*REQUIRED WORK*:
1) Using the report on the mysterious booms in Alhambra, decide whether each statement agrees with it. For each, answer yes or no and quote the words from the report that settle it.
(a) Most of the calls went to 911.
(b) A Caltech scientist's check of seismic activity did not explain the booms.
(c) The calls continued after August.
2) Continue the report on the mysterious booms in Alhambra from the point where it stops.

*TEXT FOR ANALYSIS*:

-------------------------

One woman said she heard a blast and saw a flash.
"It's constant," she said. "Sometimes it sounds like a shotgun."
Another caller said he had phoned Alhambra dispatch 15 times saying he has been hearing a loud boom every night, sometimes more than once a day. He speculated that it was drug dealers letting their colleagues know drugs are ready.
"They've got to figure out what this is," he said. "This has got to be escalated at this point."
A third caller said he thought people were driving around the city and dropping explosives.
"It's obviously an explosive projected from an automobile," the man told a dispatcher. "It was shaking the walls and then ka-boom!"
Residents Report Mysterious Booms
NBC4 obtained more than 100 calls from residents reporting hearing explosions in the city of Alhambra last year.
The reports are just some of the calls obtained by NBC4 from more than 100 people who reported the mysterious booms, bangs, gunshots, explosions, firecrackers, and M-80s to the city of Alhambra from January through the end of August last year, before the calls stopped.
Most of the calls were to the Alhambra Police Department, while a few were to 911.
The city reached out to officials with the Los Angeles County Public Works Department, Caltech, Union Pacific, the Southern Gas Co., and Southern California Edison last spring, but no one could figure out the source of the booms.
A Caltech scientist checked seismic activity which didn't offer an explanation, said Chris Paulson, the city's administrative services director.
Some speculate that the sounds that shake houses and trigger car alarms are the work of aliens and a job for "The X-Files'" Mulder and Scully.
"We have got to figure out what the hell this is," a caller told a dispatcher last June after saying he had reported the booms 15 times. "In Brazil, that's what they do to send the message that drugs are ready."
Another caller insisted the sounds were coming from someone in a car.

-------------------------

*GIVEN ENTRIES*:
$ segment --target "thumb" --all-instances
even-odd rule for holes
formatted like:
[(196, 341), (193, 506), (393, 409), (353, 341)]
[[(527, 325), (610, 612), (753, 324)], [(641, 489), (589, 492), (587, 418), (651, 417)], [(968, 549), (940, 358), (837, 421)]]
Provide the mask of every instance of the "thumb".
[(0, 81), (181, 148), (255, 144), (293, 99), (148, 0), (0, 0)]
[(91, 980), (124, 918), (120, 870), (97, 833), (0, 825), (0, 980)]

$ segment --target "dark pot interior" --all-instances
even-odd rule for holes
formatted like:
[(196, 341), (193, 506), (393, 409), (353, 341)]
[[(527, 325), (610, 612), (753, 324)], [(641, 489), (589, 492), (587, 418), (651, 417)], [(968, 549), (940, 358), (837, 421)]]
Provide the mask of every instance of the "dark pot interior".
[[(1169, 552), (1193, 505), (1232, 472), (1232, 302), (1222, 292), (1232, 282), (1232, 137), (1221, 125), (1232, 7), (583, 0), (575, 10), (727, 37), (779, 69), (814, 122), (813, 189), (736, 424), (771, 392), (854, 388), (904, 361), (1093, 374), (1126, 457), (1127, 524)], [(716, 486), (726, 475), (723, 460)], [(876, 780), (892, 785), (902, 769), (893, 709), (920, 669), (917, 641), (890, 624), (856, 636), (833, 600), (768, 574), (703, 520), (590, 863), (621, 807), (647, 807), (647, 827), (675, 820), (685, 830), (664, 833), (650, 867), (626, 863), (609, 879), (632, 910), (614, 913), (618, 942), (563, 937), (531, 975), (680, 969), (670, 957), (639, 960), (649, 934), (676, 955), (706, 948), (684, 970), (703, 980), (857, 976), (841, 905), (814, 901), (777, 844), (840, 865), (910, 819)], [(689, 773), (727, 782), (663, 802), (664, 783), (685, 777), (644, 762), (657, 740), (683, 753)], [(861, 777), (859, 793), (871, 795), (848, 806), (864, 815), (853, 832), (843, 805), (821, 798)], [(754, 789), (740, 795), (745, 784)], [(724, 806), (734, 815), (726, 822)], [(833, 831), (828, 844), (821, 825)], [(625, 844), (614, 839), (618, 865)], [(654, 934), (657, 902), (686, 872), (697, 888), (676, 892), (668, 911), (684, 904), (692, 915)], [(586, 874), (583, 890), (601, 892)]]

-------------------------

*YOUR RESPONSES*:
1)
(a) No: "Most of the calls were to the Alhambra Police Department, while a few were to 911."
(b) Yes: "A Caltech scientist checked seismic activity which didn't offer an explanation"
(c) No: "from January through the end of August last year, before the calls stopped."

2)
"These guys are obviously driving around town in a vehicle and tossing the explosive out of the vehicle," a caller told a dispatcher in May. "Obviously these people are operating from a vehicle because I know these explosions have been going all over town, ya know?"
A call hotline heated up during a two-minute period in March when dozens of callers reported the sounds.
One caller asked a dispatcher, "Do you guys have any idea what the heck that is?"
Dispatcher: "It could be a transformer."
Caller: "Right. But transformers don't ... I understand what you're saying. But this shook up the house."
Dispatcher: "Right. The transformer, when they do, you know, explode, it is very loud and it could even have a very bright flash of light."
Caller: "Right. Well I'm sitting here in my bedroom and I've got the windows open and I didn't see a light this time. Anyway, I just thought you guys might know what it is."
Following the January-through-August reports, the city hasn't received any further calls about the sounds, suggesting the source might remain a mystery.
"We did not discover any relevant information then, and since there has not been any damage to property or persons as a result of the noise, or any other evidence such as flashes or smoke, and given that it has not been reported in the past few months, we have not pursued this topic further," Paulson said. "Considering that we don't know the cause or source, I don't think we can definitively say it's over."